Aufgabe A = Erkläre in ein bis drei Sätzen, warum sich Direkthilfen laut dem Text über Geld gegen Armut auch positiv auf das Familienleben auswirken.

***** Dokumenttext

Geld hilft gegen Armut – Existenzsicherheit verändert Eltern
Gegen Armut hilft Geld. Nicht nur, aber auch. Das belegen verschiedene Studien aus den letzten Jahren. Tatsächlich verbessern Direkthilfen die Entwicklung und Gesundheit von Kindern in Armut. Auch die Eltern erleben einen persönlichen Wandel, der sich positiv auf das Familienleben auswirkt.
Finanzielle Mittel helfen gegen Familien- und Kinderarmut.
Vorausgesetzt, den Menschen wird nicht vorgeschrieben, was sie brauchen und kaufen dürfen.
Lindner Fauxpas:
„Es gibt also einen ganz klaren statistischen Zusammenhang zwischen Zuwanderung und Kinderarmut.“
Am 19. August 2023 nannte Deutschlands Finanzminister ein überraschendes Argument, das normalerweise nur von rechter Seite angeführt wird: Kinderarmut betrifft hauptsächlich Familien, die seit 2015 nach Deutschland eingewandert sind. Seiner Meinung nach besteht somit ein eindeutiger statistischer Zusammenhang zwischen Zuwanderung und Kinderarmut.

**********

Aufgabe B = Dupliziere bitte die bereitgestellten Zeilen vom Anfang bis einschließlich der Zeile mit "--hole-rule=even-odd".

***** Bereitgestellte Daten

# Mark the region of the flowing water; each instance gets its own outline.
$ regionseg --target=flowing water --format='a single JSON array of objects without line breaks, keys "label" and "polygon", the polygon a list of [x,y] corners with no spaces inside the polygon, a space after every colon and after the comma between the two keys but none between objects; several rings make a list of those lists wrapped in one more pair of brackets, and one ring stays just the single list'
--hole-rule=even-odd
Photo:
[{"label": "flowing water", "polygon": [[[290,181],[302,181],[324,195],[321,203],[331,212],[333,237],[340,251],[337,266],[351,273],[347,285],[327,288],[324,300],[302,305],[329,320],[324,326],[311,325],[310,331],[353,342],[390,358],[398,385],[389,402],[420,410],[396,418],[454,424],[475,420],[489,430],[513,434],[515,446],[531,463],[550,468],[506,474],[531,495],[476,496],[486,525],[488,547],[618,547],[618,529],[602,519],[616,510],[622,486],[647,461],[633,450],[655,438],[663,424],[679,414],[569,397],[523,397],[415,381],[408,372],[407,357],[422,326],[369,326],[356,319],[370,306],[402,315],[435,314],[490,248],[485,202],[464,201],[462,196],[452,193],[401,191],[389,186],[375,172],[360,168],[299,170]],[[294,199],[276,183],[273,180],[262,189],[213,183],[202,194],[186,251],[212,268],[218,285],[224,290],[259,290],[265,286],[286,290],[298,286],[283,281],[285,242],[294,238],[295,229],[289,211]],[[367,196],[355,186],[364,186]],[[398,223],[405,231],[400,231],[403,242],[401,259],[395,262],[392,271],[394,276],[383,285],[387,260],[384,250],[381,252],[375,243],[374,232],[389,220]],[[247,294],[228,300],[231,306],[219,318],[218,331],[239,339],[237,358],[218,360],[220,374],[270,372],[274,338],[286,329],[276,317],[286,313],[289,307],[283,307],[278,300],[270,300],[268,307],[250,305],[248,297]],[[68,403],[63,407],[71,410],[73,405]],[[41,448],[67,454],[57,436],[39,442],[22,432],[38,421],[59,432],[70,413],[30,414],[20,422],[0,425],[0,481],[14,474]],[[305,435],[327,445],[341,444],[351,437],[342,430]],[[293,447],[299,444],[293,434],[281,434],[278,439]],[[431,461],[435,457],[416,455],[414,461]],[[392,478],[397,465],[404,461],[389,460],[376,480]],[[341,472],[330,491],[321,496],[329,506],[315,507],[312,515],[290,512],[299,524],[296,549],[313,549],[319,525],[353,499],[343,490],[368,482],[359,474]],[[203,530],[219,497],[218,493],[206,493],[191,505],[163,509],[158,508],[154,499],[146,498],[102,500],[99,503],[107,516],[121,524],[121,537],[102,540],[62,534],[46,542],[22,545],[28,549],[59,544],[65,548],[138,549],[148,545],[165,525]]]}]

**********

Vollständige Antwort A = Direkthilfen verbessern nicht nur die Entwicklung und Gesundheit von Kindern in Armut. Auch die Eltern erleben einen persönlichen Wandel, und dieser wirkt sich positiv auf das Familienleben aus.

Vollständige Antwort B =
# Mark the region of the flowing water; each instance gets its own outline.
$ regionseg --target=flowing water --format='a single JSON array of objects without line breaks, keys "label" and "polygon", the polygon a list of [x,y] corners with no spaces inside the polygon, a space after every colon and after the comma between the two keys but none between objects; several rings make a list of those lists wrapped in one more pair of brackets, and one ring stays just the single list'
--hole-rule=even-odd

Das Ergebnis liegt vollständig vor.